__What you need to do__: Nothing should be dropped or changed: copy every line of the listing.
_____
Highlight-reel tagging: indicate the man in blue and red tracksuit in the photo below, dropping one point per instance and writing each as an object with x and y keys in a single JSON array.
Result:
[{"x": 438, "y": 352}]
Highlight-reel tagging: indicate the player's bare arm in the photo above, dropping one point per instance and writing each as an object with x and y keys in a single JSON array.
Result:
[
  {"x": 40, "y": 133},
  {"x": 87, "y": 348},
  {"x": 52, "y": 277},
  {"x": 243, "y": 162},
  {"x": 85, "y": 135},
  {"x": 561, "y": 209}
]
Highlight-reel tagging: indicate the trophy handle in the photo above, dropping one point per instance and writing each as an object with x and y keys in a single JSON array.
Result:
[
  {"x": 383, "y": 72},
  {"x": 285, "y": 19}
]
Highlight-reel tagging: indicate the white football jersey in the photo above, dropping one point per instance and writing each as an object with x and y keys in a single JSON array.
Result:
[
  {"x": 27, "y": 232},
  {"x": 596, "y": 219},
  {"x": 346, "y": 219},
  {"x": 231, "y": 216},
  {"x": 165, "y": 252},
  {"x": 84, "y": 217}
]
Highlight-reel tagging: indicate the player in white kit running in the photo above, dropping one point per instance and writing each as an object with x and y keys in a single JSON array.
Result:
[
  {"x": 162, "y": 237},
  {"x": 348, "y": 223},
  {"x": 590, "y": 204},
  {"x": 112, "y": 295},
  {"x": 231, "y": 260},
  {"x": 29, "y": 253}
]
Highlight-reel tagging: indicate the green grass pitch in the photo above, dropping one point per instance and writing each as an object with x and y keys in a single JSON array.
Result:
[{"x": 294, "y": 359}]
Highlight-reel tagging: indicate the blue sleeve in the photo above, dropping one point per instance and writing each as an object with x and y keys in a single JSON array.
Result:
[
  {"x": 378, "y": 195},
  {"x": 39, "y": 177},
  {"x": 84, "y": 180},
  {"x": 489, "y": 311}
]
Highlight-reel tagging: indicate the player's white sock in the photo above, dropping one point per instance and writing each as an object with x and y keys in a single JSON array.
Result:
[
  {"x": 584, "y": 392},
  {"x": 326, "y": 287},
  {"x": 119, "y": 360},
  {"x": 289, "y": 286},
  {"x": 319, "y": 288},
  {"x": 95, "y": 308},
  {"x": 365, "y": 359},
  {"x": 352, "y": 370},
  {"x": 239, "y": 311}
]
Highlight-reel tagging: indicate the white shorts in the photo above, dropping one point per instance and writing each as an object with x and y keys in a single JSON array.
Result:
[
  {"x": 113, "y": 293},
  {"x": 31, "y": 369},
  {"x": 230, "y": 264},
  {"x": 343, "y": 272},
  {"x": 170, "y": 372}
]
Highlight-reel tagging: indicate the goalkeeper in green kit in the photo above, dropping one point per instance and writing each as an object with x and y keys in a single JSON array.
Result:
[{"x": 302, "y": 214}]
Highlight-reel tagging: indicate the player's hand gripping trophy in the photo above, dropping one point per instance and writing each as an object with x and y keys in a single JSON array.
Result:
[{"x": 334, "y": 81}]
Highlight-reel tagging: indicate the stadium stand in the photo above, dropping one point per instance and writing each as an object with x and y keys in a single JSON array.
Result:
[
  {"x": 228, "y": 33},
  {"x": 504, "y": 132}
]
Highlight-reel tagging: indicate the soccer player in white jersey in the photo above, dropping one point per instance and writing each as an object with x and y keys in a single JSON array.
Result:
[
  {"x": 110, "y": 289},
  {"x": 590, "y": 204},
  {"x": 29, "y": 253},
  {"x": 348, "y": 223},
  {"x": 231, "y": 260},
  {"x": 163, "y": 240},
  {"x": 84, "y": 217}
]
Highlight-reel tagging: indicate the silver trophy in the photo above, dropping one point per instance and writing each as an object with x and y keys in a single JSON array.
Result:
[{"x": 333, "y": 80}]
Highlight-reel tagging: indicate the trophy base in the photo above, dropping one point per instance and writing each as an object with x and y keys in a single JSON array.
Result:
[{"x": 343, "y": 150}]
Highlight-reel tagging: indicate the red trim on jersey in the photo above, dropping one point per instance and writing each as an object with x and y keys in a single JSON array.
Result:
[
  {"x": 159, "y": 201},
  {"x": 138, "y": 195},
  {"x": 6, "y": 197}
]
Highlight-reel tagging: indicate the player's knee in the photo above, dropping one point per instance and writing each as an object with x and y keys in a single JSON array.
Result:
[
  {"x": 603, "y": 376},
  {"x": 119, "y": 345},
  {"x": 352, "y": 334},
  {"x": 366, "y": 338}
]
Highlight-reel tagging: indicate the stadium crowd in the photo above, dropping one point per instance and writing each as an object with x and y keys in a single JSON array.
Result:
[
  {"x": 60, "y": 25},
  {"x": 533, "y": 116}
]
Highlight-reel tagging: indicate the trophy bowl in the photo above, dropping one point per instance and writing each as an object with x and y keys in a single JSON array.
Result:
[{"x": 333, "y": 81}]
_____
__Written response__:
Highlight-reel tagging: indicate the man in blue and red tracksuit in the photo below, dropping one point per instance and writing each as an object with x and y keys in a single JSON array.
Result:
[{"x": 438, "y": 352}]
Highlight-reel tagging: indicate the player's bare arm in the photo above, dropping one point per instance and writing each as an object with x and y keys in a single JSON array.
Result:
[
  {"x": 40, "y": 133},
  {"x": 87, "y": 348},
  {"x": 52, "y": 277},
  {"x": 243, "y": 162},
  {"x": 85, "y": 135},
  {"x": 561, "y": 209}
]
Highlight-reel tagging: indicate the trophy handle in the photo above, dropping one point per instance and writing each as an object with x and y keys in a single JSON array.
Result:
[
  {"x": 383, "y": 72},
  {"x": 285, "y": 19}
]
Highlight-reel tagging: indicate the white football jersey in the photo above, dropping one point per instance and writing each as an object with x and y keys in a single JSON array.
Result:
[
  {"x": 27, "y": 232},
  {"x": 596, "y": 219},
  {"x": 346, "y": 219},
  {"x": 231, "y": 216},
  {"x": 165, "y": 252},
  {"x": 84, "y": 217}
]
Highlight-reel tagging: indicate the player in white kit running in the photo above, dropping one point per instance and writing each as an object with x and y keys in a single JSON array.
Result:
[
  {"x": 162, "y": 237},
  {"x": 348, "y": 223},
  {"x": 590, "y": 204},
  {"x": 112, "y": 295},
  {"x": 231, "y": 260},
  {"x": 29, "y": 253}
]
Highlight-reel tagging: indicate the green grass pitch in the photo above, dropping one point per instance and writing each as an object with x and y keys in a single JSON array.
Result:
[{"x": 294, "y": 359}]
Highlight-reel tagging: indicate the blue sleeve in the photo above, dropping one point per instance and writing each as an object with x and y keys in a single JSON array.
Result:
[
  {"x": 378, "y": 195},
  {"x": 39, "y": 177},
  {"x": 84, "y": 180},
  {"x": 489, "y": 311}
]
Highlight-reel tagging: indicate the player's white sock in the photo above, dropping one point per instance and writing each as an object with x and y keys in a single JSON array.
Result:
[
  {"x": 584, "y": 392},
  {"x": 326, "y": 287},
  {"x": 119, "y": 360},
  {"x": 289, "y": 286},
  {"x": 319, "y": 288},
  {"x": 95, "y": 308},
  {"x": 365, "y": 359},
  {"x": 352, "y": 370},
  {"x": 239, "y": 311}
]
Highlight-reel tagging: indicate the white shorts in the photo above, dropping one point per instance and writing each as an object with x and y keys in a single JSON array.
Result:
[
  {"x": 113, "y": 293},
  {"x": 31, "y": 369},
  {"x": 230, "y": 264},
  {"x": 343, "y": 272},
  {"x": 170, "y": 372}
]
Highlight-reel tagging: indicate the goalkeeper in green kit in the photo above, dropping one point per instance and writing each as an object with x and y keys in a single JSON array.
Result:
[{"x": 302, "y": 214}]
Highlight-reel tagging: indicate the player's hand gripping trophy in the photo above, dropping one point per instance and writing each as an object with x and y keys in a single JSON array.
Result:
[{"x": 334, "y": 81}]
Highlight-reel tagging: indicate the stadium stand in the photo above, dropping one point per instance and writing each as an object with x and y keys in a single JSON array.
Result:
[
  {"x": 228, "y": 33},
  {"x": 504, "y": 132}
]
Highlight-reel tagging: indicate the soccer player in white jersey in the photo above, dropping one point per instance and writing each as an object with x and y keys in a single JSON array.
Result:
[
  {"x": 110, "y": 289},
  {"x": 590, "y": 204},
  {"x": 29, "y": 253},
  {"x": 348, "y": 223},
  {"x": 231, "y": 260},
  {"x": 163, "y": 240},
  {"x": 84, "y": 217}
]
Highlight-reel tagging: indicate the silver trophy in the photo above, dropping one point per instance and writing each as an object with x and y keys in a single JSON array.
Result:
[{"x": 333, "y": 80}]
Highlight-reel tagging: indicate the trophy base in the photo above, dropping one point per instance and writing each as an object with x and y keys in a single JSON array.
Result:
[{"x": 343, "y": 150}]
Highlight-reel tagging: indicate the red trim on jersey in the photo above, dropping one point per instance and writing each as an object with x and y keys in a single JSON array.
Result:
[
  {"x": 159, "y": 201},
  {"x": 138, "y": 195},
  {"x": 6, "y": 197}
]
Highlight-reel tagging: indicate the player's knee in the photo above, dropping one point per instance and writing each as an object with x and y keys in a single JSON array.
Result:
[
  {"x": 603, "y": 376},
  {"x": 119, "y": 345},
  {"x": 352, "y": 334},
  {"x": 366, "y": 338}
]
Highlight-reel tagging: indicate the stadium crowd in the photo above, dropping one point per instance and writing each as an object with x and y keys in a single JSON array.
Result:
[
  {"x": 60, "y": 25},
  {"x": 533, "y": 116}
]
Highlight-reel tagging: indicate the trophy bowl in the photo above, dropping one point per instance and writing each as an object with x and y keys in a single JSON array.
Result:
[{"x": 333, "y": 81}]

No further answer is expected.